(Beginning of STUDY MATERIAL)
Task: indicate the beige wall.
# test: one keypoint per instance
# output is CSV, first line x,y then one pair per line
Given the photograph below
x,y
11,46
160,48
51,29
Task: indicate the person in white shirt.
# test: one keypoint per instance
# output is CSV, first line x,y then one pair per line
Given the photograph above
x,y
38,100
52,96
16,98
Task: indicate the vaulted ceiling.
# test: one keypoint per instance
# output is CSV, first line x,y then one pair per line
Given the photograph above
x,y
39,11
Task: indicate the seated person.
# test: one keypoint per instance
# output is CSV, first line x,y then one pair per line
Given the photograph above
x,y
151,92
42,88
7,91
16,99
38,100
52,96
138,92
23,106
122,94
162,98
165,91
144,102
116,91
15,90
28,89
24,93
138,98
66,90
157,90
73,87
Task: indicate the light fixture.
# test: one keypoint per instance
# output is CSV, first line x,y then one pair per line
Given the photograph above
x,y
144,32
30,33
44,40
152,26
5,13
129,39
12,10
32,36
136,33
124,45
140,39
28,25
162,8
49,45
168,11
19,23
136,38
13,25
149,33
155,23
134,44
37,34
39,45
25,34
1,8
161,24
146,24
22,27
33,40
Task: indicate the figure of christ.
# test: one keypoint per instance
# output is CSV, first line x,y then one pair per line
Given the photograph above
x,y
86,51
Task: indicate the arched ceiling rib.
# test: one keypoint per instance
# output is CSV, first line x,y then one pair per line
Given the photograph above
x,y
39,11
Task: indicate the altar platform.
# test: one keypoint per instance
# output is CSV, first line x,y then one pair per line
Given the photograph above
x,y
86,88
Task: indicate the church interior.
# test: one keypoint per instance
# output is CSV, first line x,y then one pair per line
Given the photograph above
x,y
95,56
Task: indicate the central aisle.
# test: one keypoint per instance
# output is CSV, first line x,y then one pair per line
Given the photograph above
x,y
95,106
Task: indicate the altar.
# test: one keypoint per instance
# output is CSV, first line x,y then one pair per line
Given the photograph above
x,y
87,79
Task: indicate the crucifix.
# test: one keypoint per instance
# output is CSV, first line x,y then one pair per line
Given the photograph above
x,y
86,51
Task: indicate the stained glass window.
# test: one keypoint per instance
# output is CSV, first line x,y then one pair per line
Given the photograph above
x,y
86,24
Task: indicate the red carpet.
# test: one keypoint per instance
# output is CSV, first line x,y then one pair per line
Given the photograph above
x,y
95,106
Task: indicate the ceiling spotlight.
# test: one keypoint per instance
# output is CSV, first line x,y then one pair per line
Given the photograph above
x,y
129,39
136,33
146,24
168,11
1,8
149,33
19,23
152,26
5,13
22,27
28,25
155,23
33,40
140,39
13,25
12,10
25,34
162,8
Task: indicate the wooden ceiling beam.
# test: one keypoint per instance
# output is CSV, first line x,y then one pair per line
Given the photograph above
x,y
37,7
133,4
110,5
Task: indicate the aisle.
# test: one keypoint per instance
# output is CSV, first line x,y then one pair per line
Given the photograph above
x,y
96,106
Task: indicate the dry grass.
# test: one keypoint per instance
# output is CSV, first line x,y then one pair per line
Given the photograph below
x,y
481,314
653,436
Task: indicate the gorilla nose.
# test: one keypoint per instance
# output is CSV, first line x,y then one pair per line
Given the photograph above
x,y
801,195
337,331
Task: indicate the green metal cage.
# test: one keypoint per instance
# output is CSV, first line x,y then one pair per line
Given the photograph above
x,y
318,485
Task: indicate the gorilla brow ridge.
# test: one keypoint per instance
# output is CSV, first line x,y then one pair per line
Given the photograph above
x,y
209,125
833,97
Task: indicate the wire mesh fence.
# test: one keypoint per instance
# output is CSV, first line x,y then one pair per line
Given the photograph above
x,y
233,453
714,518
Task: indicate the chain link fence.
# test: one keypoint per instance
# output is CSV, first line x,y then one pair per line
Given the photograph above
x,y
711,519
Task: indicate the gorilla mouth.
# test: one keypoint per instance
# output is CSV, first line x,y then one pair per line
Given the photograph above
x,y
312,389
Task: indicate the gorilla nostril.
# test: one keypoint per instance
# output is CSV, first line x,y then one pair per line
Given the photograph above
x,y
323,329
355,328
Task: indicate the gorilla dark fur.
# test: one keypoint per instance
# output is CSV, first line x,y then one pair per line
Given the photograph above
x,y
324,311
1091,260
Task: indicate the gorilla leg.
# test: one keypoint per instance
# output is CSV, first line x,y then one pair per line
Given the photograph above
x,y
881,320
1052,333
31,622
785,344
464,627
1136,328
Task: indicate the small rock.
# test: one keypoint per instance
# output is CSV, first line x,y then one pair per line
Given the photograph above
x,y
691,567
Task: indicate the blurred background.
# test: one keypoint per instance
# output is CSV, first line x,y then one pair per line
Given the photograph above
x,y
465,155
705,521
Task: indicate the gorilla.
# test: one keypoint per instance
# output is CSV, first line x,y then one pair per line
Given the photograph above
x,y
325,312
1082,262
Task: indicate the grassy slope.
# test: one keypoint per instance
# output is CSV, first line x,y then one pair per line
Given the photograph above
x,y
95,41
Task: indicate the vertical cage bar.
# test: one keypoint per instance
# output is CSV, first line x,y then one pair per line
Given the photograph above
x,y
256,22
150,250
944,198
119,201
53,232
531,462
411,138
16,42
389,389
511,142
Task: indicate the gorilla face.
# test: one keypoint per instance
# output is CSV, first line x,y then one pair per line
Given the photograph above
(End of STUDY MATERIAL)
__WHAT YOU HAVE TO DO__. Show the lines above that include "ceiling".

__WRITTEN SOLUTION__.
Task: indicate the vaulted ceiling.
Task: indicate the arched ceiling rib.
Task: indicate the ceiling spotlight.
Task: indicate the wooden ceiling beam.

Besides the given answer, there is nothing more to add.